SOURCE TEXT Start Marker
After trying the halti for months and getting nowhere (but rubbed her lip raw on the side - could very well be I had it on wrong) I switched to the prong. When the leash is loose, if she were to bolt she would get an immediate "self-correction" which does not need to much strength from you. 

Mine is a completely different dog when I put that prong on her- she will still pull a little from time to time- but she is getting much better- there is no more "bolting" from her. In fact last night I walked her for a bit with just a choker and she did awesome!!

I am so glad you guys didn't get hurt.


----------



## wildo (Jul 27, 2006)

GSKnight said:


> wait.... mine wasn't the "black plated"... just the standard stainless...


The black plating wears off anyway: http://www.germanshepherds.com/foru...sprenger-black-plated-k9-vehicle-inserts.html

LOL- don't you just love all the links...


----------



## Germanshepherdlova (Apr 16, 2011)

I know how awful it feels for your dog to drag you around like that, it has happened to me before because my dog tries to chase cars while I am walking him. I have an ecollar, and a prong as well. I usually use the prong though because when my dog is in a heightened state of mind the ecollar no longer phases him, not even on the #10 setting. Besides, you have to press the button on the remote to activate the shock and when you are caught off guard the way you described there really isn't time for that when the dog has taken off in a split second and you have already been lunged forward.


----------



## Stella's Mom (Mar 8, 2011)

wildo said:


> The black plating wears off anyway: http://www.germanshepherds.com/foru...sprenger-black-plated-k9-vehicle-inserts.html
> 
> LOL- don't you just love all the links...


I have the black plated fur saver..so far so good. Plus it looks nice.


----------



## Stella's Mom (Mar 8, 2011)

Elite k9 is out of stock on the black plated prong collar...just called. I guess I will order the stainless steel one from dog.com


----------



## GSKnight (Oct 18, 2011)

Cool.... just order a bunch of treats & toys to get up to the free shipping amount. That's what I did.


----------



## msvette2u (Mar 20, 2006)

No you have to order a canny collar online. It's different than a Halti, Halti's turn their heads. This one makes it so they cannot forge ahead, but the motion is pulling their muzzle slightly downward instead of sideways.
SOURCE TEXT End Marker
INFORMATION SHOWN Start Marker
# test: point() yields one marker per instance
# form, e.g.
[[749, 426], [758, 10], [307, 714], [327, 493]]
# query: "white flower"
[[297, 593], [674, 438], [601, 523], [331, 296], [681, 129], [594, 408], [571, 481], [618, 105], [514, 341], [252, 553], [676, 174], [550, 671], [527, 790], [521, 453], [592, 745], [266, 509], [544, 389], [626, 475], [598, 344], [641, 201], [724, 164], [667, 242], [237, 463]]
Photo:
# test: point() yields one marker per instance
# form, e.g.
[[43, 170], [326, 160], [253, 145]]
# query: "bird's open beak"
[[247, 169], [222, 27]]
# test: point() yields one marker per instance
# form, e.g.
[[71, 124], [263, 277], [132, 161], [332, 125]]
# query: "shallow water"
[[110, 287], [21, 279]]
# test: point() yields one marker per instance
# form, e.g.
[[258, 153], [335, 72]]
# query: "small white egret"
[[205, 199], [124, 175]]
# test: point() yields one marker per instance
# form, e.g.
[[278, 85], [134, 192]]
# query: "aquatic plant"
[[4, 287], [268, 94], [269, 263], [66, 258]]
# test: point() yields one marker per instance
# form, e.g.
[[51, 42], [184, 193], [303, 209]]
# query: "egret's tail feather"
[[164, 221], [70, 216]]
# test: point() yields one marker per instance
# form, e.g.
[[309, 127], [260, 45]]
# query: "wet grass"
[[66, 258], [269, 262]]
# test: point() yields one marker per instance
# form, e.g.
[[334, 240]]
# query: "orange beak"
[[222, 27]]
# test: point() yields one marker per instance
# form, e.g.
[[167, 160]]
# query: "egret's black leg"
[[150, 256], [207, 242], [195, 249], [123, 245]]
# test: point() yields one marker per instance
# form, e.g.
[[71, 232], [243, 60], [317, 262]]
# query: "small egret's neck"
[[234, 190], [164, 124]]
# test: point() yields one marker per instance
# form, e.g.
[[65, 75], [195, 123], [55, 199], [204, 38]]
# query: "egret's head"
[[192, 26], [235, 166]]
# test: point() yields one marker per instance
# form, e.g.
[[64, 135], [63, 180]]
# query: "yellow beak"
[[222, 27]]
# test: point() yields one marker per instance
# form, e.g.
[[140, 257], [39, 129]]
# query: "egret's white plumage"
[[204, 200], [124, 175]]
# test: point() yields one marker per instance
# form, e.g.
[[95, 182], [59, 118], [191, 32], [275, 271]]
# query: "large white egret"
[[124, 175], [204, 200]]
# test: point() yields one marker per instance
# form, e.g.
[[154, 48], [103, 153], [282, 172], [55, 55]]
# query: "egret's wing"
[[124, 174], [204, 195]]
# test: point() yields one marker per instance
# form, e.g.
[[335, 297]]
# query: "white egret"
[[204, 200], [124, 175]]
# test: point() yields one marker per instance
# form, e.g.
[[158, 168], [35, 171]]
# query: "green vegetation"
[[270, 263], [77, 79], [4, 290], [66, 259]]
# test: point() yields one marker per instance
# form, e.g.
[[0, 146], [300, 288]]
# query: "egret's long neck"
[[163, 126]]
INFORMATION SHOWN End Marker
**WHAT YOU WILL DO:**
[a] Condense the paragraph of the forum thread on collars that begins "I know how awful it feels" into a short bulleted list that keeps its main facts.
[b] Give each distinct username that appears as a post header in the forum thread on collars.
[c] In the forum thread on collars, retype the part that opens with the words containing "I know how awful" and closes with "been lunged forward.".

**ANSWERS TO EACH TASK:**
[a]
- The poster's dog has dragged them around while trying to chase cars on walks.
- The poster owns both an e-collar and a prong collar but usually uses the prong.
- When the dog is in a heightened state of mind, the e-collar no longer affects him, even on the #10 setting.
- The e-collar also requires pressing a button on the remote. There isn't time for that when the dog takes off in a split second and the handler has already been lunged forward.

[b]
- wildo
- Germanshepherdlova
- Stella's Mom
- GSKnight
- msvette2u

[c]
I know how awful it feels for your dog to drag you around like that, it has happened to me before because my dog tries to chase cars while I am walking him. I have an ecollar, and a prong as well. I usually use the prong though because when my dog is in a heightened state of mind the ecollar no longer phases him, not even on the #10 setting. Besides, you have to press the button on the remote to activate the shock and when you are caught off guard the way you described there really isn't time for that when the dog has taken off in a split second and you have already been lunged forward.